**Поставленная задача:** Какой характер, согласно фрагменту о творчестве Марциала, носят новейшие работы, посвященные этому поэту?

**Выбранный фрагмент:**

Почему выбран в качестве источника литературный материал? Культура — центральная тема современных общественных наук; чтобы понять, как люди думают, чувствуют, действуют и выражают себя, необходимо изучить культуру, которую они создают и которой они создаются; необходимо сосредоточить внимание на культурных силах, структурирующих повседневную деятельность индивидов [Inglis D., 2005]. Сущность культуры повседневности описывается ключевыми теоретическими моделями, применяемыми при изучении традиционных культурных обычаев или же современных контркультурных идеологий и движений; таким образом выявляется различие «социальных идентичностей» [Bennett A., 2005]. Что касается статуса выбранного нами римского классика, то его принадлежность к авторам второго плана сказывается на его научной репрезентативности; Марциал обделен вниманием современных исследователей античной литературы, а новейшие работы, посвященные его творчеству, носят прикладной характер [Котова А.В, 2018; Мельцер Р.И., Недбайлик С.Р, 2019]; зарубежные исследования в основном продолжают академическую традицию [Holzberg N., 2002; Fitzgerald W., 2007; Sullivan J.P., 2005]; до конца не сформировался корпус переводимых сочинений поэта: авторы дискутируют о принципах перевода [Martialis M.V., 2012]. В этом смысле данная статья обладает несомненной новизной, поскольку возвращает поэта в центр общественной жизни позднего Рима.

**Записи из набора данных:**
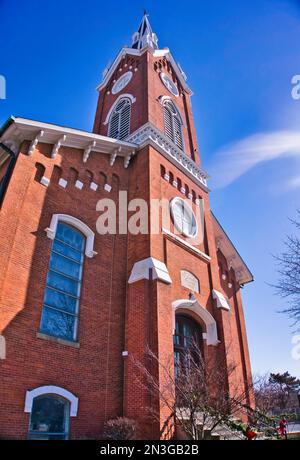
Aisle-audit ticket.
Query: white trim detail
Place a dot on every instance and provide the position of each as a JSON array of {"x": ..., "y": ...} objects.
[
  {"x": 129, "y": 96},
  {"x": 185, "y": 243},
  {"x": 194, "y": 307},
  {"x": 52, "y": 390},
  {"x": 107, "y": 188},
  {"x": 87, "y": 151},
  {"x": 141, "y": 271},
  {"x": 90, "y": 236},
  {"x": 57, "y": 146},
  {"x": 222, "y": 302},
  {"x": 94, "y": 186},
  {"x": 35, "y": 142},
  {"x": 45, "y": 181},
  {"x": 149, "y": 134},
  {"x": 79, "y": 184},
  {"x": 63, "y": 182},
  {"x": 162, "y": 99}
]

**Ответ к заданию:** Новейшие работы о творчестве Марциала носят прикладной характер.